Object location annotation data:
____________________
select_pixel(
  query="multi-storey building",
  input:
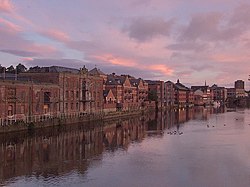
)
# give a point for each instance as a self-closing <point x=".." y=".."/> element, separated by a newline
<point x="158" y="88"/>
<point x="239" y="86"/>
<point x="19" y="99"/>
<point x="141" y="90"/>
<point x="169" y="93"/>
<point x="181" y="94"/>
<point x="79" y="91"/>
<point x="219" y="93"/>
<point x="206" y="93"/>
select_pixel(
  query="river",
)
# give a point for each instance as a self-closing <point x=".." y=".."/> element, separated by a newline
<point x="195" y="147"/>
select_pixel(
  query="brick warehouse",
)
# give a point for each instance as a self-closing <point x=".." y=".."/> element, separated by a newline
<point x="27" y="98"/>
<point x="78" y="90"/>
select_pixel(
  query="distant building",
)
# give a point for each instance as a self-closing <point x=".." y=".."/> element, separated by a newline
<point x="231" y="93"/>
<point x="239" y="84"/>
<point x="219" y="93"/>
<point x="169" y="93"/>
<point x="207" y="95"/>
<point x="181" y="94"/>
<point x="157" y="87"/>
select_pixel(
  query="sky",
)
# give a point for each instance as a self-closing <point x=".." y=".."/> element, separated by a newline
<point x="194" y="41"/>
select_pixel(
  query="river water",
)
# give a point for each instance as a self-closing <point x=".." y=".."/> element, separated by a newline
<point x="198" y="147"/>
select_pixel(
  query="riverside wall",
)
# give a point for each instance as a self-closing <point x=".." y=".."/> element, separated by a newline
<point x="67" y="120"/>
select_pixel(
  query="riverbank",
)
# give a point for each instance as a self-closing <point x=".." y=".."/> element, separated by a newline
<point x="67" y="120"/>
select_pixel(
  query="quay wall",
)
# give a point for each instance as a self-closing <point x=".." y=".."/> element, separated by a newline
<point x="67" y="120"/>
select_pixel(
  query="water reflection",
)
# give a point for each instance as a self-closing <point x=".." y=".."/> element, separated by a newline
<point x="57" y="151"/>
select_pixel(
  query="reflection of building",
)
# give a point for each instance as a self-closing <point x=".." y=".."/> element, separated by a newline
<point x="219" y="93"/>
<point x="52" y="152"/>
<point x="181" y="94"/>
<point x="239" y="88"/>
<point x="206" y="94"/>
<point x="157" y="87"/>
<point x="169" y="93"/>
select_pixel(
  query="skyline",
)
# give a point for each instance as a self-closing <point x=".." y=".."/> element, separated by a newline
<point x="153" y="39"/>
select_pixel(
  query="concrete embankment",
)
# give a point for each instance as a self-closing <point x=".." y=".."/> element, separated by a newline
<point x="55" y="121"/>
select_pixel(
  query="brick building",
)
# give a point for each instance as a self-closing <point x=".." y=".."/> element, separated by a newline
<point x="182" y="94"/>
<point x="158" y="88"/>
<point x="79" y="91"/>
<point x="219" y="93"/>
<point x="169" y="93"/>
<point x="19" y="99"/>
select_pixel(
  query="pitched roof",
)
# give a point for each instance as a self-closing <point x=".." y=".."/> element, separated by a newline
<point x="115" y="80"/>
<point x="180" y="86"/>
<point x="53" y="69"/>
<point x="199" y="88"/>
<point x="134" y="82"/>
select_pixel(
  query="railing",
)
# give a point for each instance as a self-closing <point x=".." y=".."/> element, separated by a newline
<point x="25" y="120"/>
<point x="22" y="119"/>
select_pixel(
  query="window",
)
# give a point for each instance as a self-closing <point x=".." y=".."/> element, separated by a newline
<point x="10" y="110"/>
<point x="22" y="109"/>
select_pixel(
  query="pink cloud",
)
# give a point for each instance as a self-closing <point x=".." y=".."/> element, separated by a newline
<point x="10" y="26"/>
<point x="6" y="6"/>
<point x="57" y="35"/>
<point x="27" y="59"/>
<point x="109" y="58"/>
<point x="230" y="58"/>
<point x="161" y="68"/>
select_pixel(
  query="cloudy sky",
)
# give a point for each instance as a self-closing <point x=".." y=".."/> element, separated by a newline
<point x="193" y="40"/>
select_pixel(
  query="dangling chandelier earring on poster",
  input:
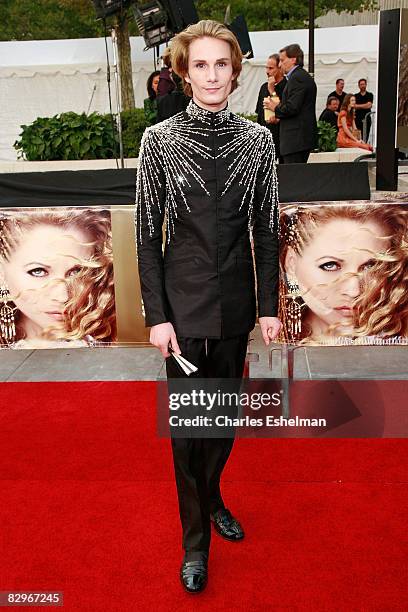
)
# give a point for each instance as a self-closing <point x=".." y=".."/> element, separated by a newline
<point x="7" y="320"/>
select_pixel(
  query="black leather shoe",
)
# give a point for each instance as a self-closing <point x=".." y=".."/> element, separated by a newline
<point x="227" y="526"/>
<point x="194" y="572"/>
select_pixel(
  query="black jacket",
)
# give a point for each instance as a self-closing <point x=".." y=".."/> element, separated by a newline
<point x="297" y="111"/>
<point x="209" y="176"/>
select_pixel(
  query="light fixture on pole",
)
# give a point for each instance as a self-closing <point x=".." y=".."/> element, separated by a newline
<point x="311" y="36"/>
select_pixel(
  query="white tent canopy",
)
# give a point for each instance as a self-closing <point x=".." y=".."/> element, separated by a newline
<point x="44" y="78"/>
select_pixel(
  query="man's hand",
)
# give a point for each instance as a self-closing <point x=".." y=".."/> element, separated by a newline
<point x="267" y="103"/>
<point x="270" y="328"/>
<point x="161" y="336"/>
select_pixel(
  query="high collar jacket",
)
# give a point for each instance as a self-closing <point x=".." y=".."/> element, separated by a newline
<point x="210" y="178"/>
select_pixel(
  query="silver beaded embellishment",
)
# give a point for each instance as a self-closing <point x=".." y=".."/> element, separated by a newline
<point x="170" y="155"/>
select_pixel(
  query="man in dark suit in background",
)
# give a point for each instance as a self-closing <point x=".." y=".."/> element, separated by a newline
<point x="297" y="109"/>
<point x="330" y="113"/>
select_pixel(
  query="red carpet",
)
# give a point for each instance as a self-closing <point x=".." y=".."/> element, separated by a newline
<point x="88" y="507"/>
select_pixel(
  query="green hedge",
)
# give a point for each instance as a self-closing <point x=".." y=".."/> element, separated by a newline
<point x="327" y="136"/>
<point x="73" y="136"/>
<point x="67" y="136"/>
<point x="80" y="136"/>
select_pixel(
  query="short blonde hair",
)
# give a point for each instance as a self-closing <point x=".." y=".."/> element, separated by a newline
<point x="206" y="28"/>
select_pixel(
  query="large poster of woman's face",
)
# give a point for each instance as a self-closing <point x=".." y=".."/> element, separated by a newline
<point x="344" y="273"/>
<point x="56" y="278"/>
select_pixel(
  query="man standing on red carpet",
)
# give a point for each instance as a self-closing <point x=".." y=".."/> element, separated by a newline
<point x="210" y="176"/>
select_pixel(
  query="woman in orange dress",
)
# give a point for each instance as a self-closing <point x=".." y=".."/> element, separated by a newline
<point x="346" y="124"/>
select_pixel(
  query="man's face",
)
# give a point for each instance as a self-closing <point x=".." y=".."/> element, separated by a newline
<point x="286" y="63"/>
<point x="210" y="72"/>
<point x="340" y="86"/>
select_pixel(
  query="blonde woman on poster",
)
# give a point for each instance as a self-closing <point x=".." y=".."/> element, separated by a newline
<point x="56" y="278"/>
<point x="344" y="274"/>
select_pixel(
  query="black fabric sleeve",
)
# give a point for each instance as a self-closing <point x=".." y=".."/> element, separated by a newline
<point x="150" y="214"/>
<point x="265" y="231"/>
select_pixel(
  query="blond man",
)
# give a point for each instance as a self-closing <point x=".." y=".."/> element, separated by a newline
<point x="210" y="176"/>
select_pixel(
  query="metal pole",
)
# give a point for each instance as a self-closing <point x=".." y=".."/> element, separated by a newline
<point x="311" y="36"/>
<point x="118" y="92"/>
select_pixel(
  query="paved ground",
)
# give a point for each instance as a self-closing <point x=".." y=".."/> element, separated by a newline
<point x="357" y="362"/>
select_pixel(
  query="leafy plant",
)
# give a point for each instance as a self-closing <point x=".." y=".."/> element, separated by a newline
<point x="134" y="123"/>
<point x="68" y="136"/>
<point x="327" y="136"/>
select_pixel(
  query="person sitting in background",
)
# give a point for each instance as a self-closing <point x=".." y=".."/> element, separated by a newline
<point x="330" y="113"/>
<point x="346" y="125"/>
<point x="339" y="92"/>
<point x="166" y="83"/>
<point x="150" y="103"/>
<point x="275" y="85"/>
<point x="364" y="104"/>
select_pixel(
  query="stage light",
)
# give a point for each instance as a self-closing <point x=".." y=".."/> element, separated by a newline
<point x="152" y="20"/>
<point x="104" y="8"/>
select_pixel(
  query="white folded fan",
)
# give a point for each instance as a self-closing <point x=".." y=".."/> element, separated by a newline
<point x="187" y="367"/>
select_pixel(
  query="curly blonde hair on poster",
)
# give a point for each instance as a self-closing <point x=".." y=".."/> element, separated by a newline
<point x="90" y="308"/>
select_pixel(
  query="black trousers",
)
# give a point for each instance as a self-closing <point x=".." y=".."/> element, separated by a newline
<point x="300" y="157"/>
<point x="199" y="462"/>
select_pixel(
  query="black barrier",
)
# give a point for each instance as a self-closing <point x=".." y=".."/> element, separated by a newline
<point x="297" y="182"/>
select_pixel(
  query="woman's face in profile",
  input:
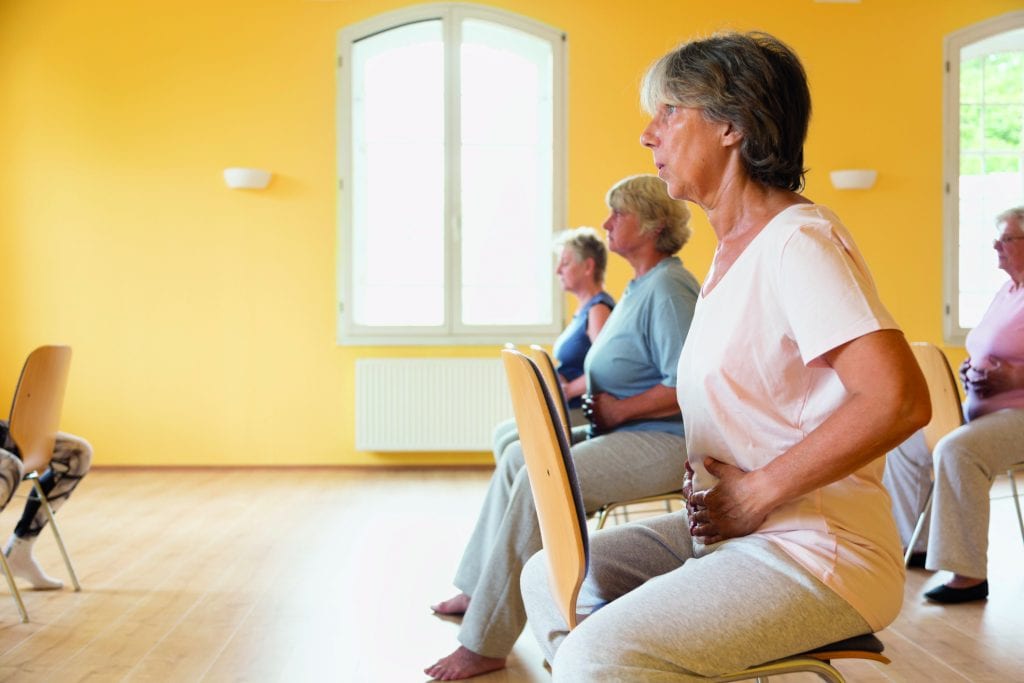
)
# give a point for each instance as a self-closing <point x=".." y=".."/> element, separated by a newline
____________________
__Instructions for the task__: Count the lines in the rows above that contain the string "hair", matching case exactly. Reply with the number alone.

__Written answer__: 2